Directive: Please carry the passage on common control among family members further, picking up after its final sentence.

Passage:

::::::::

In all such situations involving family members, whenever there is sufficient evidence
that the family members (irrespective
of the family relationship) have acted
independently, then the scope exclusion for business combinations under common
control does not apply.
Example 10.1: Common control involving individuals
Entity A has three shareholders, Mr X, Mr Y and Mr Z. Mr X and Mr Y are family members who each hold
a 30% interest in Entity A. Mr X and Mr Y also each hold a 30% interest in Entity B. There is no written
contractual arrangement between Mr X and Mr Y requiring them to act collectively as shareholders in
Entity A and Entity B. Both Entity A and Entity B are businesses as defined in IFRS 3.
Mr Z
Mr X
Mr Y
Mr W
40 %
30 %
30 %
30 %
30 %
40 %
Entity A
Entity B
If Entity A acquires 100% of Entity B, is this a business combination under common control and therefore
outside the scope of IFRS 3 when the nature of the family relationship is:
(a) Mr X is the father and Mr Y is his young dependent son; or
(b) Mr X is a patriarchal father and – because of his highly influential standing – his adult son Mr Y has
traditionally followed his father’s decisions; or
(c) Mr X and Mr Y are adult siblings?
Whether common control exists between family members very much depends on the facts and circumstances,
as often there will not be any written agreement between family members. However, the influence that
normally arises within relationships between ‘close members of the family’ as defined in IAS 24 means that
it is possible that they will act collectively, such that there is common control. If so, the business combination
would be outside the scope of IFRS 3.
Scenario (a)
The business combination may be outside the scope of IFRS 3. The father, Mr X, may effectively control the
voting of his dependent son, Mr Y, by acting on his behalf and thus vote the entire 60% combined holding
collectively. However, if there is evidence that Mr X and Mr Y are acting independently (e.g. by voting
differently at shareholder or board meetings), the scope exclusion would not apply since these close family
members have not been acting collectively to control the entities.
Business combinations under common control 713
Scenario (b)
The business combination may be outside the scope of IFRS 3. A highly influential parent may be able to
ensure that adult family members act collectively. However, there would need to be clear evidence that the
family influence has resulted in a pattern of collective family decisions. If there is any evidence that Mr X
and Mr Y are acting independently (e.g. by voting differently at shareholder or board meetings), the scope
exclusion would not apply since the parent and adult family member have not been acting collectively to
control the entities.
Scenario (c)
Common control is unlikely to exist, and therefore the business combination would be in scope of IFRS 3.
In this scenario where Mr X and Mr Y are adult siblings (and not considered close family members
otherwise), it is less likely that an unwritten arrangement will exist. Where family members are not ‘close’,
they are less likely to have influence over each other and more likely to act independently. Accordingly, there
is a presumption that common control does not exist between non-close family members and sufficient
evidence that they act collectively, rather than independently, would be needed to overcome this conclusion.

::::::::

Saved entries:

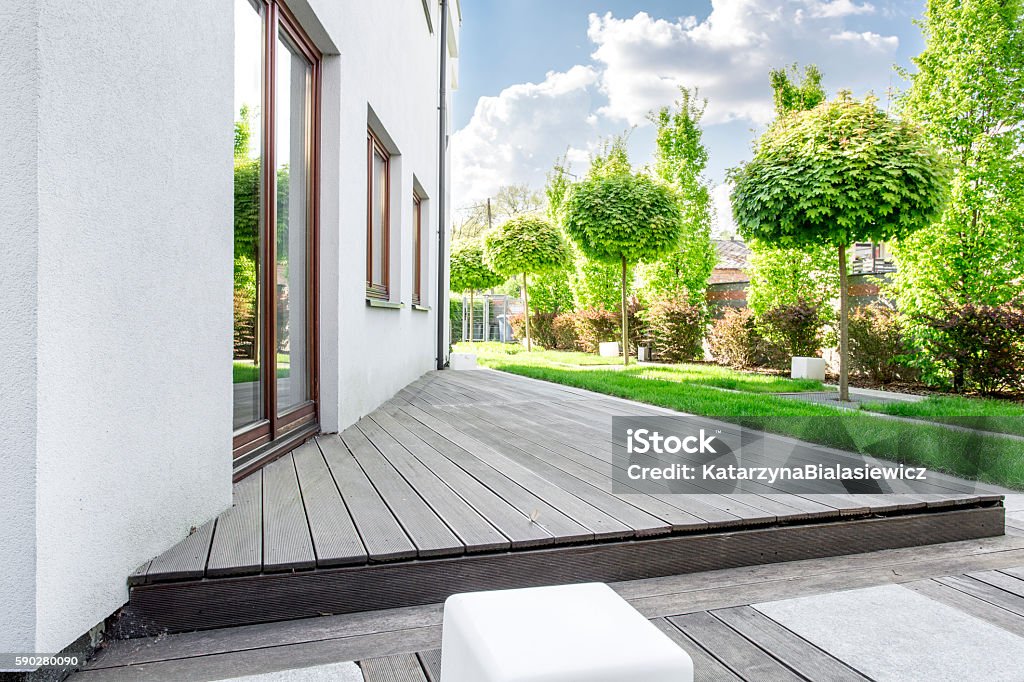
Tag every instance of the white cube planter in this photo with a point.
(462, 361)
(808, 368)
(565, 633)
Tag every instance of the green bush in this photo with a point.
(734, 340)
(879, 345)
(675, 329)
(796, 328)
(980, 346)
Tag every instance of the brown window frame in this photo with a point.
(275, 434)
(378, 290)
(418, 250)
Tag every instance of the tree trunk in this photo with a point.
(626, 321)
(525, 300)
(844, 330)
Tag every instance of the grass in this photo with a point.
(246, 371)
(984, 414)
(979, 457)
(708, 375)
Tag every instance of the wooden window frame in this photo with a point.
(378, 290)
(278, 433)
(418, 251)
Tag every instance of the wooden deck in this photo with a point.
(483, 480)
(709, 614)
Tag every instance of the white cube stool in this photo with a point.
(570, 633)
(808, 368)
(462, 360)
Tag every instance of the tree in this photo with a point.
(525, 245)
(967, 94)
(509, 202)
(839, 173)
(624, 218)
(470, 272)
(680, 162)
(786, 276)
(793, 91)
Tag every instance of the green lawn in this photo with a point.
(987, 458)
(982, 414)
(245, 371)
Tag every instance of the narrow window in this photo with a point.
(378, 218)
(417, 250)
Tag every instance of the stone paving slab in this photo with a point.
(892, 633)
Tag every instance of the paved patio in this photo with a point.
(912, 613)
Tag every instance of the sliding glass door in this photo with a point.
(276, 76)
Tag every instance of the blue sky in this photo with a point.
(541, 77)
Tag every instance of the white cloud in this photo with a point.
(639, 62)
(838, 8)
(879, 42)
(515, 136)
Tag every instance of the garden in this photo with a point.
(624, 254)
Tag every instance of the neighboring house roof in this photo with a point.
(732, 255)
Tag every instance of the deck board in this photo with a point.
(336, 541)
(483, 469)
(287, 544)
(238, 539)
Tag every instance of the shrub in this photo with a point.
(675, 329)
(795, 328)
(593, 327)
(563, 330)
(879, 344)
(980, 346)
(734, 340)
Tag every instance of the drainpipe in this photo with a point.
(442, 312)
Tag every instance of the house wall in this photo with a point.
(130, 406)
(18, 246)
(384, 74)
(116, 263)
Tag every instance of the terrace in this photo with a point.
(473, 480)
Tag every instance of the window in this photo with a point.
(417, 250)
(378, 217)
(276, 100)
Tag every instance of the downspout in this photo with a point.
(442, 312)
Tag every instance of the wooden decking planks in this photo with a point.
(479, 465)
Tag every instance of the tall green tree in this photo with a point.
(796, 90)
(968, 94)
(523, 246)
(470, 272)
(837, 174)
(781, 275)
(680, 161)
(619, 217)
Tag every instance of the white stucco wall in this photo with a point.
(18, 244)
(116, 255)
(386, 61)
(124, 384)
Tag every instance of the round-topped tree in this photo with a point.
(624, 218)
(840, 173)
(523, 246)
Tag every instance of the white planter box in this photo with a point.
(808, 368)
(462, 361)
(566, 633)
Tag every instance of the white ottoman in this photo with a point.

::::::::

Reply to the task:
If in Example 10.1 above, Mr X and Mr Y had been unrelated, then, in the absence of a
written agreement, consideration would need to be given to all of the facts and
circumstances to determine whether it is appropriate to exclude the transaction from the
scope of IFRS 3. In our view, there would need to be very strong evidence of them acting
together to control both entities in a collective manner, in order to demonstrate that an
unwritten contractual arrangement really exists, and that such control is not transitory.
Prior to the acquisition of Entity B by Entity A in Example 10.1 above, another question
is whether financial statements can be prepared under IFRS for a ‘reporting entity’ that
does not comprise a group under IFRS 10 (i.e. combined financial statements containing
such ‘sister’ companies). This issue is discussed in Chapter 6 at 2.2.6.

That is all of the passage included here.